Please make an exact transcription of all the data that follows.

[Opening Input for this task section]

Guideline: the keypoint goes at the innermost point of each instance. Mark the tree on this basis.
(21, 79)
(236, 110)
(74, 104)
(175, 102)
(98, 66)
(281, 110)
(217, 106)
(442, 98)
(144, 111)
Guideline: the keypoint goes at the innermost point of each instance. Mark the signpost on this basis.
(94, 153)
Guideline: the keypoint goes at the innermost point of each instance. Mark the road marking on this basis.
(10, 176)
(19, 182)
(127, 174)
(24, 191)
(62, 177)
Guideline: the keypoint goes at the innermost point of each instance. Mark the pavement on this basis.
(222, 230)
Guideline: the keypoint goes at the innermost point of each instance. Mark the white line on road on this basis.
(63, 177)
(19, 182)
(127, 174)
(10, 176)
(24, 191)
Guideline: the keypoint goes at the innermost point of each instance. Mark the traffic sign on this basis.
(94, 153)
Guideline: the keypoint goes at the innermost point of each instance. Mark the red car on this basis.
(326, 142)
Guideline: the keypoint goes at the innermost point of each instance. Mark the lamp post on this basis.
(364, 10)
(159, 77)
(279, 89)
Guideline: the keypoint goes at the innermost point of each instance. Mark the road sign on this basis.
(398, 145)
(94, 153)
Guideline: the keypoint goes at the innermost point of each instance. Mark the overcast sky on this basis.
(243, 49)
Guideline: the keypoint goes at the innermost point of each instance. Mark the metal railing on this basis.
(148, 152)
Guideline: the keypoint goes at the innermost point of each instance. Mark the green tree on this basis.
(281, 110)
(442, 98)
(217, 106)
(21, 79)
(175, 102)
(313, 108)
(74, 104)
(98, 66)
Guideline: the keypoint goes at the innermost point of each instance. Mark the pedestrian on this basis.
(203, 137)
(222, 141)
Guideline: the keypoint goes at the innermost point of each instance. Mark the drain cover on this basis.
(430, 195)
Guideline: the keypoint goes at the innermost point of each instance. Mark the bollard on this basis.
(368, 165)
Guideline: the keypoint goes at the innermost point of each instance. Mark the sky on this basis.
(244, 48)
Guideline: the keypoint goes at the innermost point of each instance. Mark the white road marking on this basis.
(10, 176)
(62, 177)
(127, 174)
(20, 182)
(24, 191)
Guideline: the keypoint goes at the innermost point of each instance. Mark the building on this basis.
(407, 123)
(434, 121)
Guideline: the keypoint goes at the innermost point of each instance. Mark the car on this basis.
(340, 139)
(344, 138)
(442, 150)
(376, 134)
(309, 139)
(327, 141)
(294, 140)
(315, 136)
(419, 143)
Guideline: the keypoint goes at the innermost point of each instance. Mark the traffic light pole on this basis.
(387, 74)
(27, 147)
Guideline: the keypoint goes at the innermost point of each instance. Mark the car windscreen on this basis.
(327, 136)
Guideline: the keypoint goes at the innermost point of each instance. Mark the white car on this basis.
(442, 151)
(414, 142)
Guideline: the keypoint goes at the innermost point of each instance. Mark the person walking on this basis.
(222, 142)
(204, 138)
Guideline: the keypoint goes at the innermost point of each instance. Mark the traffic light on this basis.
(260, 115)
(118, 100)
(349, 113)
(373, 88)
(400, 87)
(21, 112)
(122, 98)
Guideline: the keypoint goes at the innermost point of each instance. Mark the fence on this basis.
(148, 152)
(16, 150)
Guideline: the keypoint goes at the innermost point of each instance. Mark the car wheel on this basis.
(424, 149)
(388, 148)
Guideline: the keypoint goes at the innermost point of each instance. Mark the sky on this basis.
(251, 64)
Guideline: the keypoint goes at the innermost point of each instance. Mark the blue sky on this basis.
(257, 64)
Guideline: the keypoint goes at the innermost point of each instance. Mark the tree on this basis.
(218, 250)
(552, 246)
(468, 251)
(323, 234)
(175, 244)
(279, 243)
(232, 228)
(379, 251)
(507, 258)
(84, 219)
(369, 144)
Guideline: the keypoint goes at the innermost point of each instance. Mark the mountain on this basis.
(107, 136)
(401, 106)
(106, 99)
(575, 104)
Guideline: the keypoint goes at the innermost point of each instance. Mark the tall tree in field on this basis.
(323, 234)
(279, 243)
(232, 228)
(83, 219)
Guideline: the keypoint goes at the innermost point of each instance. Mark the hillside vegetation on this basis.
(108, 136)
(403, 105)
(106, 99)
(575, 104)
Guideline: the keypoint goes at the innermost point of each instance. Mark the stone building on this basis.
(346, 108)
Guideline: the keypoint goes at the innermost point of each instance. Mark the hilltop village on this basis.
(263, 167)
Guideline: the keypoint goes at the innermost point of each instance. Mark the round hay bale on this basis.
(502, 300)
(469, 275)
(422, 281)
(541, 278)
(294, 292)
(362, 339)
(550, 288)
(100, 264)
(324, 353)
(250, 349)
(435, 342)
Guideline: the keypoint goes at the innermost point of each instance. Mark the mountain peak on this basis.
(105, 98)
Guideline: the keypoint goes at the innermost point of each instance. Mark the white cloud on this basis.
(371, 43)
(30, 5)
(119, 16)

[Closing Input for this task section]

- **Completed task**
Guideline: the keypoint goes at the innermost point of each instance. Mark the tree on this basis.
(21, 79)
(236, 110)
(74, 104)
(175, 102)
(98, 66)
(281, 110)
(217, 106)
(442, 98)
(144, 111)
Guideline: the keypoint goes at the innermost point of each instance. Mark the signpost on this basis.
(94, 153)
Guideline: the keypoint goes at the innermost point of each instance. Mark the road marking on this basis.
(10, 176)
(19, 182)
(127, 174)
(24, 191)
(62, 177)
Guideline: the keypoint goes at the innermost point of each instance. Mark the pavement on this basis.
(222, 230)
Guideline: the keypoint goes at the innermost point of each instance. Mark the white line on road on this basis.
(63, 177)
(19, 182)
(127, 174)
(10, 176)
(24, 191)
Guideline: the keypoint goes at the innermost point of each instance. Mark the traffic sign on this basis.
(94, 153)
Guideline: the keypoint goes at the innermost point of each instance. Mark the red car on this basis.
(326, 142)
Guideline: the keypoint goes at the innermost point of each instance. Mark the lamp post on this basis.
(364, 10)
(159, 77)
(279, 89)
Guideline: the keypoint goes at the innermost point of each instance. Mark the road sign on this basis.
(398, 145)
(94, 153)
Guideline: the keypoint goes at the innermost point of each instance. Mark the overcast sky on this basis.
(243, 49)
Guideline: the keypoint goes at the innermost point of each instance. Mark the metal railing on this basis.
(148, 152)
Guideline: the keypoint goes at the innermost point of each instance. Mark the green tree on this basis.
(281, 110)
(442, 98)
(217, 106)
(21, 79)
(175, 102)
(313, 108)
(74, 104)
(98, 66)
Guideline: the keypoint goes at the innermost point of each instance. Mark the pedestrian on this basis.
(203, 137)
(222, 141)
Guideline: the keypoint goes at the innermost point of each instance. Mark the drain cover on this basis.
(430, 195)
Guideline: the keypoint goes at the innermost point of each instance. Mark the bollard on this basis.
(368, 165)
Guideline: the keypoint goes at the innermost point of each instance. Mark the sky on this basis.
(244, 48)
Guideline: the keypoint goes at the innermost point of each instance. Mark the white road marking on this basis.
(10, 176)
(62, 177)
(127, 174)
(20, 182)
(24, 191)
Guideline: the keypoint goes at the innermost point of each instance. Mark the building on this basis.
(407, 123)
(434, 121)
Guideline: the keypoint goes at the innermost point of each instance. Mark the car on this basis.
(340, 139)
(344, 138)
(442, 150)
(376, 134)
(309, 139)
(327, 141)
(294, 140)
(315, 136)
(419, 143)
Guideline: the keypoint goes at the innermost point of each instance. Mark the traffic light pole on this basis.
(387, 74)
(27, 147)
Guideline: the keypoint goes at the innermost point of each instance. Mark the car windscreen on this basis.
(327, 136)
Guideline: the keypoint goes at the innermost point of each instance. Mark the white car on this basis.
(442, 151)
(414, 142)
Guideline: the keypoint goes at the innermost point of each instance. Mark the person walking on this basis.
(222, 142)
(204, 138)
Guideline: the keypoint goes at the innermost point of each instance. Mark the traffic light on this basis.
(260, 115)
(118, 100)
(349, 113)
(373, 88)
(400, 87)
(21, 112)
(122, 98)
Guideline: the keypoint goes at the innermost point of each instance. Mark the fence on this basis.
(148, 152)
(16, 150)
Guideline: the keypoint goes at the innermost point of each instance. Mark the car wheel on this basis.
(424, 149)
(388, 148)
Guideline: the keypoint goes at the innermost point of each instance. Mark the sky on this basis.
(251, 64)
Guideline: the keypoint goes at the innermost point of each instance. Mark the blue sky on this basis.
(257, 64)
Guideline: the keypoint goes at the innermost point of each instance. Mark the tree on this basis.
(218, 250)
(552, 246)
(468, 251)
(323, 234)
(175, 244)
(279, 243)
(232, 228)
(379, 251)
(507, 258)
(84, 219)
(369, 144)
Guideline: the keypoint goes at the innermost point of each instance. Mark the mountain on this basis.
(107, 136)
(401, 106)
(106, 99)
(575, 104)
Guideline: the keypoint goes at the innermost point of each instance. Mark the tall tree in field on this basis.
(323, 234)
(279, 243)
(232, 228)
(83, 219)
Guideline: the keypoint goes at the innermost point of each instance. Mark the hillside vegetation on this basis.
(108, 136)
(403, 105)
(106, 99)
(575, 104)
Guideline: the keypoint goes at the innermost point of each instance. Mark the stone building on this basis.
(346, 108)
Guideline: the keypoint goes at the innermost point of each instance. Mark the hilltop village on this basis.
(263, 167)
Guideline: the keypoint goes at the innermost point of each instance. Mark the round hay bale on this basis.
(502, 300)
(469, 275)
(422, 281)
(541, 278)
(294, 292)
(362, 339)
(550, 288)
(100, 264)
(324, 353)
(250, 349)
(435, 342)
Guideline: the keypoint goes at the innermost point of each instance. Mark the mountain peak on this basis.
(105, 98)
Guideline: the keypoint goes at the innermost point of each instance. Mark the white cloud on this basis.
(371, 43)
(30, 5)
(119, 16)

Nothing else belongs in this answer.